— start SELECTED EXCERPT —

Sokkeldirektoratet

3
Emissions to air

Emissions to air

Emissions to air from the petroleum sector

Greenhouse gas emissions from the petroleum sector account for about one-quarter of Norway’s total emissions. Power from shore has been the most important measure for reducing these emissions. The increase in the number of power from shore projects that have been green-lighted since 2020 is a result of factors such as increased CO2 costs.

In this chapter:

The greenhouse gas emissions from the petroleum sector amounted to 10.9 million tonnes of CO2 equivalent (see fact box about different kinds of emissions) in 2024. This includes emissions from fixed and mobile facilities on the Norwegian continental shelf (NCS) and onshore process plants, meaning Kårstø, Kollsnes, Nyhamna, Melkøya, the Sture terminal and the oil terminal at Mongstad.

Of this, CO2 emissions amounted to 10.6 million tonnes. Methane emissions accounted for 10,871 tonnes or 0.3 million tonnes of CO2 equivalent. Emissions from the petroleum sector account for about one-quarter of Norway's overall greenhouse gas emissions. The sector is also a substantial source of NOX and NMVOC emissions.

Different kinds of emissions from the petroleum sector

Emissions to air from petroleum activities consist of more than the greenhouse gas CO2.

A brief overview of emission components other than CO2 follows below, as well as an explanation of the term CO2 equivalent:

Nitrogen oxides (NOx): A collective term for the nitrogen oxides NO and NO2, which are gases that have an acidifying impact on the environment.

Sulphur oxides (SOx): A collective term for sulphur dioxide (SO2), and sulphur trioxide (SO3).
Methane (CH4): In a 100-year perspective, methane (CH4) has a climate impact roughly 28 times as significant as the climate impact of CO2.

NMVOC (non-methane volatile organic compounds): A designation for volatile organic compounds with the exception of methane.

Black carbon: Black carbon refers to small particles that are formed in connection with incomplete combustion of fossil fuel and have a powerful warming effect.

CO2 equivalent: The overall warming effect from CO2 and methane is summarised as CO2 equivalent in the Norwegian Offshore Directorate's emission forecasts.

Methane and NMVOC also have an indirect impact in that they oxidise to CO2 over time and have an additional impact equivalent to pure CO2 emissions. This impact is included in the Norwegian Environment Agency's emission forecasts.
 

Figure 1 (below) shows annual emissions from 2005 to 2024, and a forecast up to 2029. The annual emissions of CO2 and CH4 have declined by 4.1 million tonnes of CO2 equivalent since 2015, despite production remaining relatively stable. This was primarily caused by multiple facilities being operated using power from shore in whole or in part. Emissions are expected to decline even further in the years ahead. This will take place despite a modest emissions increase over the short term.

— end SELECTED EXCERPT —
— start ENTRIES PROVIDED —

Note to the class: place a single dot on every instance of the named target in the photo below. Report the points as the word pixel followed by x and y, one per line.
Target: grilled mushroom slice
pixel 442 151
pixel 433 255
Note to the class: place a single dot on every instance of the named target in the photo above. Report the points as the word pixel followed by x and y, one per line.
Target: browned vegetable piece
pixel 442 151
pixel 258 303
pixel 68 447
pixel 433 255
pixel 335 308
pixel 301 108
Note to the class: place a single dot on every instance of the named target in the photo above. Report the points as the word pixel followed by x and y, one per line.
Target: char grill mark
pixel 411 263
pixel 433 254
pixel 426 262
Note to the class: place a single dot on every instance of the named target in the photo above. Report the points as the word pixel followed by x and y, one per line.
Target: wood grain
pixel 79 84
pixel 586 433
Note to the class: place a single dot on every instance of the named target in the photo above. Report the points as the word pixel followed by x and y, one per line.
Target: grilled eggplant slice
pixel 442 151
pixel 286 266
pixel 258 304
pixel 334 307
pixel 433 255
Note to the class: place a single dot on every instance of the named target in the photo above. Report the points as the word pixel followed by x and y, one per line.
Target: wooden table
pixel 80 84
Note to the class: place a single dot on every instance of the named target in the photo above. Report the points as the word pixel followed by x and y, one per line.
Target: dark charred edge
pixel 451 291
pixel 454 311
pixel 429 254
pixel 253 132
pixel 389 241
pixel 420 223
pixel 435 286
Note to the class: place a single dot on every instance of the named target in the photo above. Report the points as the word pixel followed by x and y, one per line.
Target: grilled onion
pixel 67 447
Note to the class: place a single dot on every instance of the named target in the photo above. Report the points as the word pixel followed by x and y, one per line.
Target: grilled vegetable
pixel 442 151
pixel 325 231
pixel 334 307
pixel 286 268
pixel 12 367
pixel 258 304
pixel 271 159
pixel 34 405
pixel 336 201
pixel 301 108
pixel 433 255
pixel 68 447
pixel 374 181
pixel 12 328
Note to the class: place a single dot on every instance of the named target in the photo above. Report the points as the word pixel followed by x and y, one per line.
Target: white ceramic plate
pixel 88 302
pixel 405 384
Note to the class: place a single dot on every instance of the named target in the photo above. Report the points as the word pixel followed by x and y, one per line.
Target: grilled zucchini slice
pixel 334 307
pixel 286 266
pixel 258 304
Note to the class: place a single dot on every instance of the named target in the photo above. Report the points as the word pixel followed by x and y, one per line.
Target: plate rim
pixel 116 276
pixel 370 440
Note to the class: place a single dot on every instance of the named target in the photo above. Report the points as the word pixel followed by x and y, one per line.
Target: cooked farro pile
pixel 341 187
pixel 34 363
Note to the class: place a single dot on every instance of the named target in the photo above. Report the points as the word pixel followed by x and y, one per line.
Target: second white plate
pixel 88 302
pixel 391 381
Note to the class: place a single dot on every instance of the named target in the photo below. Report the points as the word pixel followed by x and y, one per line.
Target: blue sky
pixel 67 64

— end ENTRIES PROVIDED —

Copy the text on petroleum-sector emissions word for word, starting with "Methane (CH4): In" and going on through "Directorate's emission forecasts.".

**REPLY TO THE TASK:**
Methane (CH4): In a 100-year perspective, methane (CH4) has a climate impact roughly 28 times as significant as the climate impact of CO2.

NMVOC (non-methane volatile organic compounds): A designation for volatile organic compounds with the exception of methane.

Black carbon: Black carbon refers to small particles that are formed in connection with incomplete combustion of fossil fuel and have a powerful warming effect.

CO2 equivalent: The overall warming effect from CO2 and methane is summarised as CO2 equivalent in the Norwegian Offshore Directorate's emission forecasts.